───── FRAGMENTO SELECCIONADO
Notemos, para empezar, que, durante la Edad Media, la palabra latina para especias, “pigmenta”, fungió como sinónimo de “medicina”. El mismo Galeno, en calidad de galeno de Marco Aurelio, le suministraba una dosis diaria de canela. Su supuesta virtud curativa se debía a su presunta capacidad para aumentar la temperatura del organismo, reequilibrando, de ese modo, los hipotéticos humores que teóricamente regulaban el organismo. “Todo muy profesional” (Airbag, minuto 54).
Lo cierto es que la medicina medieval funcionaba mediante un tipo de pensamiento mágico muy semejante al que lleva a los indios karajá, del Amazonas, a comer un chile extremadamente picante, antes de salir a cazar, porque piensan que así correrán más rápido. Léase al respecto la muy documentada y muy divertida novela Neguijón, de Fernando Iwasaki.
──────────
───── LÍNEAS PROPORCIONADAS
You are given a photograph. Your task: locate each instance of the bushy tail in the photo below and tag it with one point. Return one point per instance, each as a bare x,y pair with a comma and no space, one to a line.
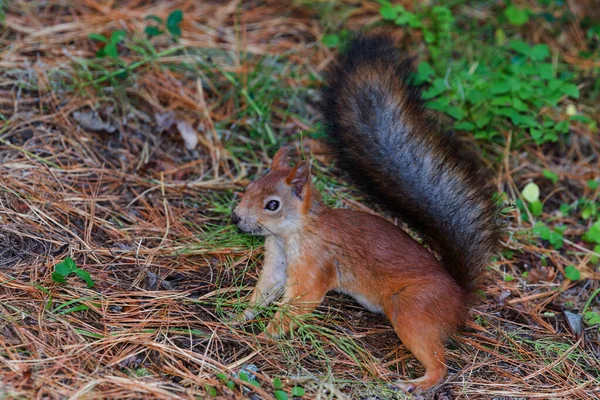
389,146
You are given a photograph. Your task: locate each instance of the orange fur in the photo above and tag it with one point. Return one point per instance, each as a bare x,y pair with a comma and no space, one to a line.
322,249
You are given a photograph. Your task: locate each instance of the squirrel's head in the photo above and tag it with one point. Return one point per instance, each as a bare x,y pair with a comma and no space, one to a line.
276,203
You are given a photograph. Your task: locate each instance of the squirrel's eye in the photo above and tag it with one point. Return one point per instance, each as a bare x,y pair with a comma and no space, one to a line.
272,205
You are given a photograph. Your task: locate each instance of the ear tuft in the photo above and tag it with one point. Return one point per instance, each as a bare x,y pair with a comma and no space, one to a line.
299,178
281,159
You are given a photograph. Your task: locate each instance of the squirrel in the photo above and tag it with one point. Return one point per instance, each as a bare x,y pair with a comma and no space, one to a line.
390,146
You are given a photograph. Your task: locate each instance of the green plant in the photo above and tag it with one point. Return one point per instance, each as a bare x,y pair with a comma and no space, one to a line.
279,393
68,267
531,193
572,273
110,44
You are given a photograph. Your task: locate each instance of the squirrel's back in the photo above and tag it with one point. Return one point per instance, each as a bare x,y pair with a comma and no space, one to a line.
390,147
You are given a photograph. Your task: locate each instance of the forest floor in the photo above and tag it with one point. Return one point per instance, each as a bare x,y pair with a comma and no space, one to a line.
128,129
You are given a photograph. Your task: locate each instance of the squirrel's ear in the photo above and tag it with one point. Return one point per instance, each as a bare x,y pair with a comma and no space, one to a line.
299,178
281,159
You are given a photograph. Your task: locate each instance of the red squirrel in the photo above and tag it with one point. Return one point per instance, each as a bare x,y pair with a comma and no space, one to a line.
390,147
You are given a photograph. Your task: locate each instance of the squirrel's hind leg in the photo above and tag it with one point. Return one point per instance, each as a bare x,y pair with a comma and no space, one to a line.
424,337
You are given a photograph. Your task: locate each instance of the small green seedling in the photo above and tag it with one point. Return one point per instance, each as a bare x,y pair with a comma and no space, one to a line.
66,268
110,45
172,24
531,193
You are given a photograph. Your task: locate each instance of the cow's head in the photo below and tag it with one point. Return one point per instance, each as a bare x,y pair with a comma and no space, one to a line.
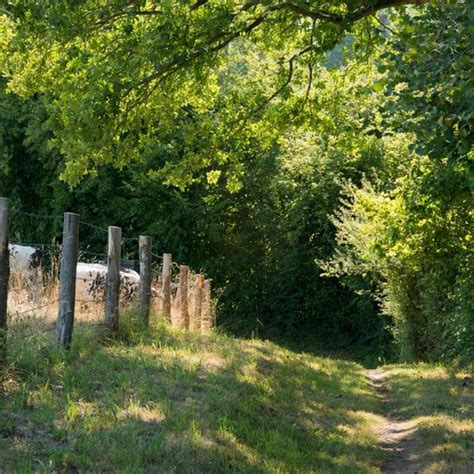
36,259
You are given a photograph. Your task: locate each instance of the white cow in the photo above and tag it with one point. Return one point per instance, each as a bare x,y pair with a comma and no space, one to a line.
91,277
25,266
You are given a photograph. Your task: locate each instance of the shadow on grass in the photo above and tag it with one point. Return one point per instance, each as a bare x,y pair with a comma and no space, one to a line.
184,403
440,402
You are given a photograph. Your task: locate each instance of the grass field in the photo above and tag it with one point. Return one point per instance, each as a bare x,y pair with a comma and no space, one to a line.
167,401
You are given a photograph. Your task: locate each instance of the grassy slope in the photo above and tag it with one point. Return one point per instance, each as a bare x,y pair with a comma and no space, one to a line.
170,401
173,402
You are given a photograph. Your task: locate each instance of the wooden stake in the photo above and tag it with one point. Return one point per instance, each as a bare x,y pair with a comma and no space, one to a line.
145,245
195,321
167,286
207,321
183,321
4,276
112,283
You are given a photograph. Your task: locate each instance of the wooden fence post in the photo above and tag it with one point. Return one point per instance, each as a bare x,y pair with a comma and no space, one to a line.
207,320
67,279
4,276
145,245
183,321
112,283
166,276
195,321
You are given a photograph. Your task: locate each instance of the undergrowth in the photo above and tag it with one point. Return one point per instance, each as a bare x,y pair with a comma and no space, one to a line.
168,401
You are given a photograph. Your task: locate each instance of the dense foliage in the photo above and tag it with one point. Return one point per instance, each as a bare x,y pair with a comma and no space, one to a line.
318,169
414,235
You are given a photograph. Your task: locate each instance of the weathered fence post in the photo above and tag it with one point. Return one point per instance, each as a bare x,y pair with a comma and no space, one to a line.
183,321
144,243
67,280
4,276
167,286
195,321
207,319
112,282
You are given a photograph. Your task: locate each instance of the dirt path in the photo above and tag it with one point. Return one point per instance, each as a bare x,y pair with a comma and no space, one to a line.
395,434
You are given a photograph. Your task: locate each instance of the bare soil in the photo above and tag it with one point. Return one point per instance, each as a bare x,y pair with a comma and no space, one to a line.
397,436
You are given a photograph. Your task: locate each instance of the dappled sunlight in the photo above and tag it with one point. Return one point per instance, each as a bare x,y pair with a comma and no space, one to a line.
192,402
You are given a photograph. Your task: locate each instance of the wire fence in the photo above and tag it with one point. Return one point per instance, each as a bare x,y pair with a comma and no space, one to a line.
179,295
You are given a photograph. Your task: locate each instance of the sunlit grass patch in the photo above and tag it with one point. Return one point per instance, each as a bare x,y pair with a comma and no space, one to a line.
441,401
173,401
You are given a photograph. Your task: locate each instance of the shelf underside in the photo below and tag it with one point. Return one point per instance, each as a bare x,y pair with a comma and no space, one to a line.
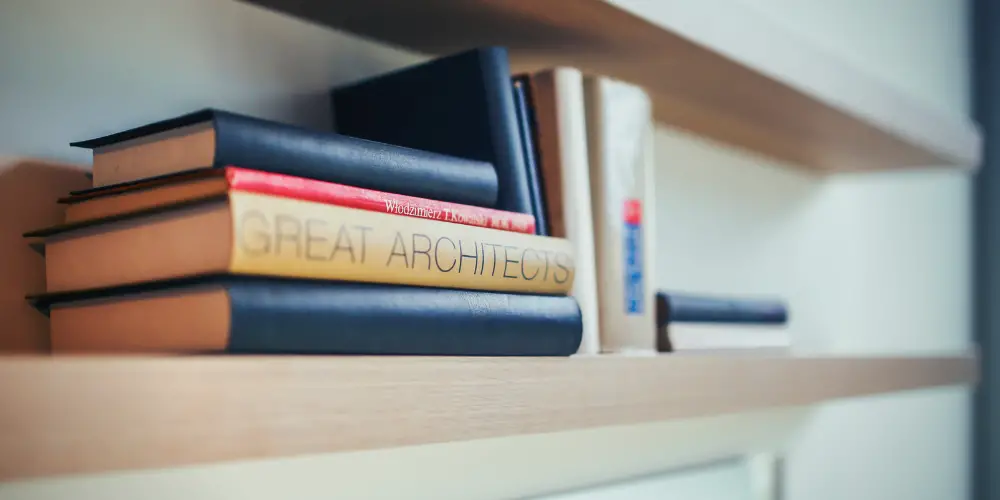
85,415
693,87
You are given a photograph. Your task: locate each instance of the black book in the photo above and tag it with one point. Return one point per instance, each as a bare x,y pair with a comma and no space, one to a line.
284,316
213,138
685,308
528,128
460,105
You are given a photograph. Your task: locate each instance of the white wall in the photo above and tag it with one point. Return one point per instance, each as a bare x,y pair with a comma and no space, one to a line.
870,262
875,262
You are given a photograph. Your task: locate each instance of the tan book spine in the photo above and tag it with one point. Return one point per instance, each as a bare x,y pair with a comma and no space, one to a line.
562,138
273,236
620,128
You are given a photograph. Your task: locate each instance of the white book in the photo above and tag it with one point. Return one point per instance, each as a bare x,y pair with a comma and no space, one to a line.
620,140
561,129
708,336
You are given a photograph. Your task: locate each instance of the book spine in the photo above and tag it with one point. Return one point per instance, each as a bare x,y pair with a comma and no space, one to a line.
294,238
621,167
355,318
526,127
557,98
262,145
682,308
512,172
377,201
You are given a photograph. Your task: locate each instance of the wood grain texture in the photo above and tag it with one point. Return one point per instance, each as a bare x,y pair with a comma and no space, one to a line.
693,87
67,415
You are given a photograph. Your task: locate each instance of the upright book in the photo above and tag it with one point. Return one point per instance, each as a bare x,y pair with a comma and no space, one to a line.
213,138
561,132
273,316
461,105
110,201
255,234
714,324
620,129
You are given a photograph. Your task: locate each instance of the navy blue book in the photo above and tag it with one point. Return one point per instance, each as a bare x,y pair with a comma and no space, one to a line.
──────────
───── LÍNEAS PROPORCIONADAS
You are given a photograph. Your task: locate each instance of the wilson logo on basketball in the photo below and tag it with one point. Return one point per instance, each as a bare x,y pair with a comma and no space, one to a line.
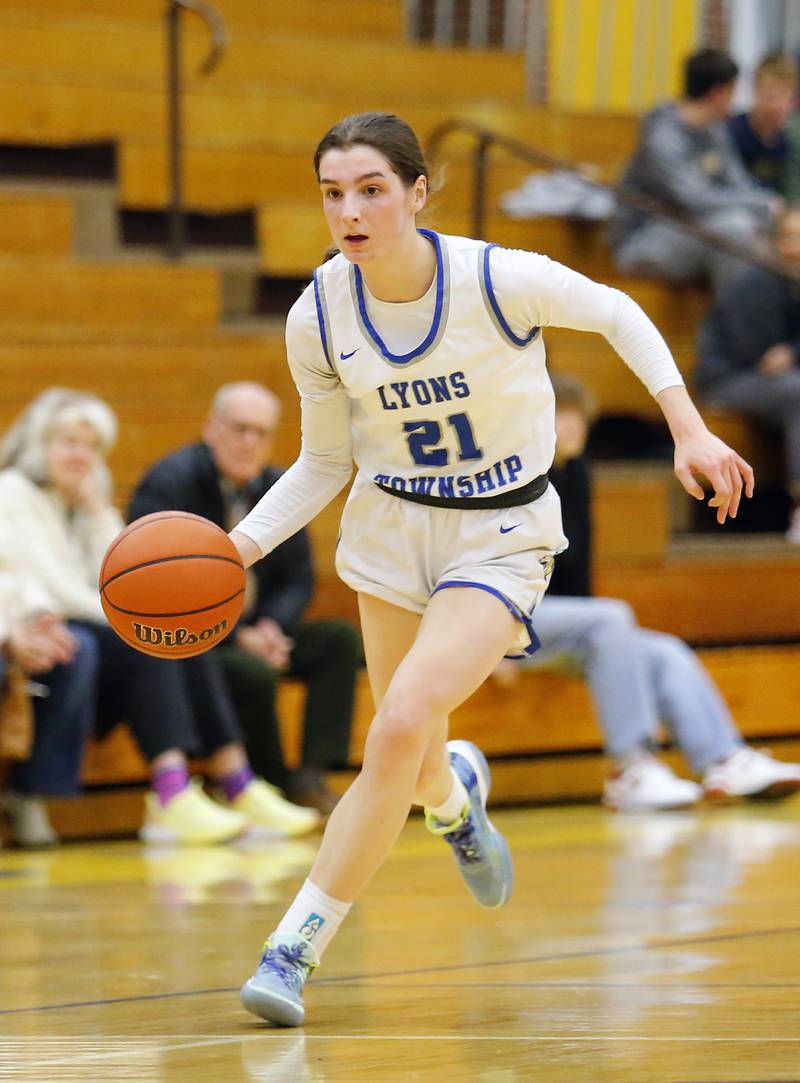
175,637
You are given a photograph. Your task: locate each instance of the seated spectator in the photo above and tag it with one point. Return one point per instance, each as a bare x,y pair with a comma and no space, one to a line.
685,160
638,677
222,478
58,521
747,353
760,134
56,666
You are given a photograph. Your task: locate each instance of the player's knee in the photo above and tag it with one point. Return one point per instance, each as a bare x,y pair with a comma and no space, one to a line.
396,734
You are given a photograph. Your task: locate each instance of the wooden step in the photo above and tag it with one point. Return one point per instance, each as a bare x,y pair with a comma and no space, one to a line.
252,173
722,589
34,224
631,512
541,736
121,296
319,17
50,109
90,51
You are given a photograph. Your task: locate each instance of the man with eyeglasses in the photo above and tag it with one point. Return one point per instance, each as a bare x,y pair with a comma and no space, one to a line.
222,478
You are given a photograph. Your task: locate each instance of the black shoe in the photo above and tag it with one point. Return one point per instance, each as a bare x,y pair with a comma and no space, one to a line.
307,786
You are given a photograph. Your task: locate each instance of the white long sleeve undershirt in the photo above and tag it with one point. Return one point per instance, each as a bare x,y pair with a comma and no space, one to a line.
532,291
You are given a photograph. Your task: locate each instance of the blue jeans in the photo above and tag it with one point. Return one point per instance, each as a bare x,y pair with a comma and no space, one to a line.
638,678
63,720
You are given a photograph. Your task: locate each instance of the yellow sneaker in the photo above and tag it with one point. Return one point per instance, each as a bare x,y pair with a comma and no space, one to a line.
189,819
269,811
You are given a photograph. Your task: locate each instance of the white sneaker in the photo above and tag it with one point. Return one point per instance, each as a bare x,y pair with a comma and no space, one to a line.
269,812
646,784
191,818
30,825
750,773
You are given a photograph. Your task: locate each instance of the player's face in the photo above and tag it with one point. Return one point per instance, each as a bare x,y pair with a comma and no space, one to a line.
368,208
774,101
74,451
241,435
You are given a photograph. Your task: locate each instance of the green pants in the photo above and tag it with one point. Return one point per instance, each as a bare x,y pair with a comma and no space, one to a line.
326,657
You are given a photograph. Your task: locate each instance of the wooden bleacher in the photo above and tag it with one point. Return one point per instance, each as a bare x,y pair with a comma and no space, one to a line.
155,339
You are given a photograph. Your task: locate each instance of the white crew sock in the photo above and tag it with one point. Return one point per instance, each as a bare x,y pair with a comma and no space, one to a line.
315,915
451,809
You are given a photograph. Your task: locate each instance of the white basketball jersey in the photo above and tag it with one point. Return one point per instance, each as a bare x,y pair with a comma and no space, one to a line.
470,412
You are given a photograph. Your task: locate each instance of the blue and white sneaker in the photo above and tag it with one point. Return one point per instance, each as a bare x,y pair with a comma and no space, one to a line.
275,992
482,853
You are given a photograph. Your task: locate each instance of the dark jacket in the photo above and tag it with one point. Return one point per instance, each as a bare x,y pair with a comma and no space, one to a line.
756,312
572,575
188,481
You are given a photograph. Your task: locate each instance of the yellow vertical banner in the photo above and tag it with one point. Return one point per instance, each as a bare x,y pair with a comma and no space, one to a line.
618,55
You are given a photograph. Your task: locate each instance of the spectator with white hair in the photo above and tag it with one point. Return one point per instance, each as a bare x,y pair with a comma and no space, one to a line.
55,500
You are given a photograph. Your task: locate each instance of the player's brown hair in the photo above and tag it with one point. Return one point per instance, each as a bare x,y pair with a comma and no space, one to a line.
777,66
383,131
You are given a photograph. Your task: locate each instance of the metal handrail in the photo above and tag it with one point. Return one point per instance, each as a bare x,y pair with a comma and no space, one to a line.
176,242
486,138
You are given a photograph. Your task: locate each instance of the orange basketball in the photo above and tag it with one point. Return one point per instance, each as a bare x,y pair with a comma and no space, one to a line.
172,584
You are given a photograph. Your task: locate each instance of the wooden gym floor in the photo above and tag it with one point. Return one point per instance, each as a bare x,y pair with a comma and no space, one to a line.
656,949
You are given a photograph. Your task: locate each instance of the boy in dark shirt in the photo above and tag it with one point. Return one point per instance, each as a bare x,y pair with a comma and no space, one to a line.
──────────
TAREAS DEL EJERCICIO >>
• 1. En el fragmento sobre las especias y la medicina medieval, ¿qué le suministraba Galeno a Marco Aurelio cada día?
• 2. Prosigue el fragmento sobre las especias y la medicina medieval a partir de su última oración.
Las líneas constituyen material independiente del fragmento sobre las especias y la medicina medieval.

RESULTADOS POR TAREA >>
• 1. Una dosis diaria de canela.

• 2.
Además de su supuesta virtud termo-reguladora, las especias tenían la modesta virtud de contrarrestar los malos olores, cosa que a los hombres del Medioevo les parecía algo sumamente importante, ya que otra creencia fundamental en aquella época era que los olores, los vapores y los aires corruptos eran los principales causantes de las enfermedades.
De ahí, por cierto, el término “malaria”, que procede del italiano, “mal aria”, esto es “mal aire”. A así como el nombre de la ciudad de “Buenos Aires”, bautizada de ese modo por estar ubicada en una zona que los exploradores españoles encontraron extremadamente saludable.
Según una lógica aplastante, aunque fundada sobre premisas de barro: si el aire malo causaba las enfermedades, los olores agradables debían curarlas. Por eso, durante la peste que arrasa Tebas al principio del Edipo Rey, de Sófocles, la población quemará toneladas de incienso (lo cual también debía servir para complacer al dios Apolo, que en sus horas de guardia fungía como dios de la peste).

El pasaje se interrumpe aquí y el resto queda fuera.